→ WHAT IS EXPECTED: Swap "standing deity figure" for "standing god figure" in the lines below and give them again, with nothing else changed.

→ INFORMATION SUPPLIED:
--- start ---

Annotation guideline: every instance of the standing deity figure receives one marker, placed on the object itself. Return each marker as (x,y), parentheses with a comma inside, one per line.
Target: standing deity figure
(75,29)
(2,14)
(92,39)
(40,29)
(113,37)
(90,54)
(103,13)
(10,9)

--- end ---

→ RIGHT ANSWER:
Annotation guideline: every instance of the standing god figure receives one marker, placed on the object itself. Return each marker as (x,y), parentheses with a comma inside, one per line.
Target: standing god figure
(75,29)
(2,14)
(92,39)
(40,29)
(113,37)
(90,54)
(103,13)
(10,9)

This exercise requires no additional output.